__PAGE__:
######
Divers Are Basically a Secret Society

Here’s something no one tells you: scuba divers can spot each other a mile away. On a boat, in airports, in some random cafe — you see someone fiddling with a dive logbook or rocking a faded PADI T-shirt, and boom, you’re instantly connected.
Diving is trust-based. You literally depend on your buddy for survival. That creates a bond most land hobbies can’t touch. I’ve had strangers hand me spare gear mid-dive like it was no big deal. I’ve laughed underwater with people I didn’t even share a language with, just because a fish decided to photobomb us. Dive buddies aren’t just friends — they’re family forged at 20 meters deep.
The Gym Is Overrated, Dive Instead
Everyone’s obsessed with “functional fitness” these days. Kettlebells, CrossFit, whatever. Meanwhile, divers are out here carrying 20 kilos of gear, swimming against currents, climbing back onto boats, and working muscles you didn’t even know you had. And the wild part? You don’t even notice you’re exercising.
Try dragging yourself up a boat ladder in full gear after a 45-minute dive — you’ll feel it. Lugging tanks around builds strength. Controlling your buoyancy tightens your core. Slow, controlled breathing strengthens your lungs. Compare that to staring at a treadmill screen watching calories burn one by one. Diving wins. Every time.
You See Stuff That Breaks Your Brain

Forget safaris, forget zoos. The ocean is the real wildlife show, and it doesn’t need a damn ticket booth. Sharks cruising by like gangsters. Sea turtles casually munching seagrass like they’ve got all the time in the world. Shipwrecks turned into fish condos.
One dive, I watched a ray glide over me like some underwater spaceship, and for a good minute, I literally forgot to check my air gauge because my brain was stuck on “holy crap.” Another time, a curious octopus wrapped its tentacle around my fin strap and stared me down like it was deciding whether to recruit me into its alien cult. You don’t walk away from moments like that unchanged.
Scuba is Adventure + Zen Mode in One
Scuba is weird because it’s both adrenaline and peace. You get the rush of descending into the unknown — wrecks, caves, reefs — but you also hit this state of calm because all you can do is breathe slowly and move with the water.
######
Saved data entries
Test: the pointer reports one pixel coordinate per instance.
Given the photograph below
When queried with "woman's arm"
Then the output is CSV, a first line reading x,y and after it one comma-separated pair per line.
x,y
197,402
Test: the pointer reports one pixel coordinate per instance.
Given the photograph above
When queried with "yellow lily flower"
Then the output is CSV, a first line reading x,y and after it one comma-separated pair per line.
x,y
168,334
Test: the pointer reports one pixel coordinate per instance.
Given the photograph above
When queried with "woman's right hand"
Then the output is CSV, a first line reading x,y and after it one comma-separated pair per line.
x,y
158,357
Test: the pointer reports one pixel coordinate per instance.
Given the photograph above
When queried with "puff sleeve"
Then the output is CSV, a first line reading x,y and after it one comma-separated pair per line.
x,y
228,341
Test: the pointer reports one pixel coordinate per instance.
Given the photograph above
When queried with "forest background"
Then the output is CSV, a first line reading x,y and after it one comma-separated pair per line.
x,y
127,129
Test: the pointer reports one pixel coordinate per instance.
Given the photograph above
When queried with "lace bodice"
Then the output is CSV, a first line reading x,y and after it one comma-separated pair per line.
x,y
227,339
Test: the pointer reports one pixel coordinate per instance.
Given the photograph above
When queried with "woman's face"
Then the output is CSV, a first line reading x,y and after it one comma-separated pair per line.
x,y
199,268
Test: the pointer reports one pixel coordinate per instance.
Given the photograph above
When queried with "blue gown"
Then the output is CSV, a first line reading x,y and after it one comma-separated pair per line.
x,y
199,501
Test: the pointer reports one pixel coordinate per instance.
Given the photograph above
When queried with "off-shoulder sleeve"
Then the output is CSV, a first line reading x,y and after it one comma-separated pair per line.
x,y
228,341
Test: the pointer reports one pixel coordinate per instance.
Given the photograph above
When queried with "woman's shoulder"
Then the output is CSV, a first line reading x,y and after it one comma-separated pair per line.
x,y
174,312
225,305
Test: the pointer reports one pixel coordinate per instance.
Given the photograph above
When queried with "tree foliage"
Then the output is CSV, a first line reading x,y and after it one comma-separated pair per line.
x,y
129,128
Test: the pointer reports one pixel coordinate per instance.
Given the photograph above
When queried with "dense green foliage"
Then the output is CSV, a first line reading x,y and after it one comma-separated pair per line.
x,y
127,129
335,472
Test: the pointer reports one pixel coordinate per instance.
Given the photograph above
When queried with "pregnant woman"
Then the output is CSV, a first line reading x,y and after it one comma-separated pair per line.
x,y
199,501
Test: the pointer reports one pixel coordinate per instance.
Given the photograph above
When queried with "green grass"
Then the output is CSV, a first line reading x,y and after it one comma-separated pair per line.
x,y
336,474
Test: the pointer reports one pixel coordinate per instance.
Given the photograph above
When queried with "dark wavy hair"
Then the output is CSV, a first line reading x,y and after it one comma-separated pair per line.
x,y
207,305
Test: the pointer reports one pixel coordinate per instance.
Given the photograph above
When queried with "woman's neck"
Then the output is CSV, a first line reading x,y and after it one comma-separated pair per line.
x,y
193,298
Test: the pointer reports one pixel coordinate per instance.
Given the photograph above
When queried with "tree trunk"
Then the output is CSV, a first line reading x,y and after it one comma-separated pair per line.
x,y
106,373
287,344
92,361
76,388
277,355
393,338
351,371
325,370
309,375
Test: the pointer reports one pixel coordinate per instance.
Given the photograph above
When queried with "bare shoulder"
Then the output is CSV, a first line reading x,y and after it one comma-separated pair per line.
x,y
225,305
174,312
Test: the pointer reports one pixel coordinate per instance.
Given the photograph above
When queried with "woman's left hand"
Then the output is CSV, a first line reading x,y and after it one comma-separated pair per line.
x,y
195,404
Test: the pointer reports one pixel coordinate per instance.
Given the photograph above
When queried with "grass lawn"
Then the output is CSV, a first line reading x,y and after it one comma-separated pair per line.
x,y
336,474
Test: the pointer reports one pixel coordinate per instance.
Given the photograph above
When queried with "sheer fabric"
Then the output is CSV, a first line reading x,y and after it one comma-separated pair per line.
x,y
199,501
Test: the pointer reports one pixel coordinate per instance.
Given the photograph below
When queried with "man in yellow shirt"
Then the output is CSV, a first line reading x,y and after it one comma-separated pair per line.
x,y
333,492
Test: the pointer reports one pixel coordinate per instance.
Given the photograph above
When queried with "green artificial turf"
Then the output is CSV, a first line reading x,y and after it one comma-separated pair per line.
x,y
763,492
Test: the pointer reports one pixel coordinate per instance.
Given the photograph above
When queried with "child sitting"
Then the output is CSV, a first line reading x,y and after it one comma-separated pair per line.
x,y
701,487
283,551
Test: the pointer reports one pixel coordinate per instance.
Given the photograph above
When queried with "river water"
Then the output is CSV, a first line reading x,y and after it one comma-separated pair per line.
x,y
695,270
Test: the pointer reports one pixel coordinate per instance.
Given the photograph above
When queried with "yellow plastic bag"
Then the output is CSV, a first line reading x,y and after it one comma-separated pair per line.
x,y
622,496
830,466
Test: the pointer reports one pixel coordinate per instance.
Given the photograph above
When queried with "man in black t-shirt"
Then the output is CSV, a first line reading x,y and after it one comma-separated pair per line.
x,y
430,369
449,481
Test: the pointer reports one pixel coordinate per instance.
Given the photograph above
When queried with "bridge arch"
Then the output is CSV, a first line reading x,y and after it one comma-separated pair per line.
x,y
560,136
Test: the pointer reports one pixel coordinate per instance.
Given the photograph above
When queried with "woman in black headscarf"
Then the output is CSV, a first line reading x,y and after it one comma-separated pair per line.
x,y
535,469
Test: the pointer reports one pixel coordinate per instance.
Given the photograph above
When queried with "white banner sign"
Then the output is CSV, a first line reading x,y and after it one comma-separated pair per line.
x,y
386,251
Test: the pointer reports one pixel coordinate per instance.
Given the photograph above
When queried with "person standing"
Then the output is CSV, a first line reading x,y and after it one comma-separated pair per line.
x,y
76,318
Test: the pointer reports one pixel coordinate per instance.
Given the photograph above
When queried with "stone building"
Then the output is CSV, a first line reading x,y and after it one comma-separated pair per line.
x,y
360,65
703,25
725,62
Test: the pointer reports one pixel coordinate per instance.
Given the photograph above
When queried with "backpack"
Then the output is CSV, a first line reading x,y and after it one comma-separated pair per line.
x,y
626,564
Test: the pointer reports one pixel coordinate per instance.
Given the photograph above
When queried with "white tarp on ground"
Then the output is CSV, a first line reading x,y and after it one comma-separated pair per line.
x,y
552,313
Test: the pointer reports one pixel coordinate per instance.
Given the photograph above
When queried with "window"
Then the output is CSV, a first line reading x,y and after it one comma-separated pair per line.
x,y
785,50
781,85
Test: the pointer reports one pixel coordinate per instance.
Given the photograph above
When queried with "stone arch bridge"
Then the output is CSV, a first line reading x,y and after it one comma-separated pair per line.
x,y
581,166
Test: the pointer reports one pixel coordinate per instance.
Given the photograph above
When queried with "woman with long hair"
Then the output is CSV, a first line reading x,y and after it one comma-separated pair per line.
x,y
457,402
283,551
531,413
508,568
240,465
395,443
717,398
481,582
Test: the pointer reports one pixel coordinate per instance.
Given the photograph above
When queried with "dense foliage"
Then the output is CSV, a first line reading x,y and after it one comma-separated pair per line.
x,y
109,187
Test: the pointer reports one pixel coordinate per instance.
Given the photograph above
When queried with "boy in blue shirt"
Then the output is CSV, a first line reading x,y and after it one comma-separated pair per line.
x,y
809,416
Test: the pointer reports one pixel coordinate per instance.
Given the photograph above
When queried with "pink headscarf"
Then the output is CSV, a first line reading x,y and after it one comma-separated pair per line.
######
__JOBS__:
[1] List every section heading that appears in the diving text, in order.
[2] Collect each line of the listing that contains the string "shoulder", treating uppercase and lowercase as different.
The diving text and the listing have unrelated origins.

__FULL SOLUTIONS__:
[1]
Divers Are Basically a Secret Society
The Gym Is Overrated, Dive Instead
You See Stuff That Breaks Your Brain
Scuba is Adventure + Zen Mode in One

[2]
When queried with "off-shoulder sleeve"
When queried with "woman's shoulder"
When queried with "bare shoulder"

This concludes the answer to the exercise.